### Auszug
- - - - -
Wie heizen wir im nächsten Winter?

Mann friert vor Heizung

Not macht erfinderisch, weiß der Volksmund. Stellt sich nur die Frage, ob Not auch in der Lage ist, politische Dogmen zu beugen. Putin drosselt die Erdgaslieferung um 60 Prozent. Vielverbraucher in der Industrie wissen schon, dass sie bei einer anhaltenden Krise zuerst abgeschaltet werden. Aber alle anderen wissen nicht, ob bei Ihnen in wenigen Wochen überhaupt noch Erdgas ankommt. Bleibt die spannende Frage: Was kann man tun als Unternehmenslenker?

Experten und Politiker überschlagen sich in Ihren Forderungen: Die Zahl der PV-Anlagen müsse deutlich schneller zunehmen als bisher, die Windkraft müsse eilig ausgebaut werden. Braunkohlekraftwerke und selbst Kohlekraftwerke sollen weiterlaufen. Nur die Kernkraftwerke auf keinen Fall.

Keine Wunder erwarten

Angesichts des schmalen Zeithorizonts bis es wieder kälter wird sollte man als Unternehmer besser keine Wunder erwarten: Bis zum ersten Frost werden die großen Übertragungsleitungen von den Offshore-Windparks in der Nordsee bis nach Süddeutschland nicht fertig. Auch neue Windräder werden nicht in wenigen Monaten gebaut. Selbst die simple PV-Anlagentechnik gehört längst nicht mehr zu den eilig abrufbaren Waren. Denn die Module kommen nur noch aus Südostasien. Auch die Zahl der Firmen, die diese montieren können, ist in den letzten Jahren arg geschrumpft.

Keine Hardware – keine Handwerker

Der Fluch Handwerkermangel schränkt auch weitere Handlungsoptionen stark ein: Die Wärmeversorgung eines Betriebes auf Luftwärmepumpe umzustellen, dürfte bis zum Winterbeginn auch nicht mehr gelingen – es gibt große Lieferprobleme bei dieser Technologie. Und die wenigen darauf spezialisierte Firmen haben vermutlich bis ins neue Jahr hinein keinen Termin mehr frei. Pellets-, Hackschnitzel- oder Scheitholzheizwerke sind auch nicht in wenigen Wochen in Betrieb zu nehmen. Hinzu kommt, dass man aktuell auch nicht sicher sein kann, welchen Typ Anlage man über die Abschreibungszeit noch betreiben darf. Übrigens: Selbst Motorsägen werden schon knapp.
- - - - -
### Erfasste Daten
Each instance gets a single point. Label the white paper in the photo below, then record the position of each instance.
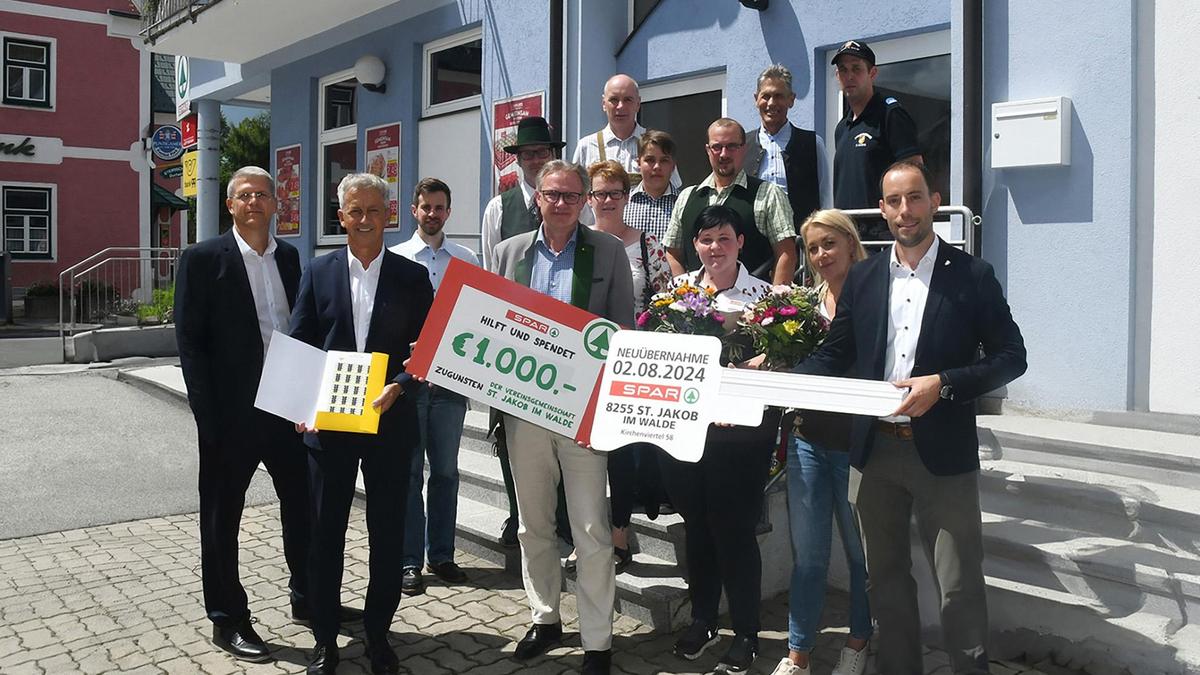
(291, 382)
- - - - -
### Zu erledigen
Setzen Sie den Auszug zur Wärmeversorgung von Betrieben im nächsten Winter im Anschluss an seinen letzten Satz fort.

### Endergebnis
Strombedarf steigt steil an

Bei der Mobilität richtet die Politik in Brüssel und Berlin alles auf Strom aus. Auch wenn wir Deutschen wissen, dass wir den dafür nötigen Mehrbedarf nicht aus dem Hut zaubern können. Wir werden noch Jahre massiv zukaufen müssen. Hoffentlich aus den neuen Atomkraftwerken, die auf der Ostseite der deutsch-polnischen Grenze gerade gebaut werden. Und nicht aus seit den maroden Uralt-Meilern im belgischen Tihange, unweit von Aachen.

 Winter fällt besser aus

Bleibt als Fazit nur: Es gibt in Sachen Energiewende unglaublich viel zu tun. Aber kaum etwas wird in den wenigen Wochen bis zum nächsten Frost umgesetzt sein. Hoffen wir, dass ausreichend Strom zur Verfügung steht, wenn Deutschland bibbernd alle verfügbaren Ölradiatoren, Induktionsheizkörper und Heizlüfter anwirft. Oder wir hoffen einfach darauf, dass der kommende Winter ausfällt. Wie sagt doch gleich ein altes russisches Sprichwort: Die Hoffnung stirbt zuletzt.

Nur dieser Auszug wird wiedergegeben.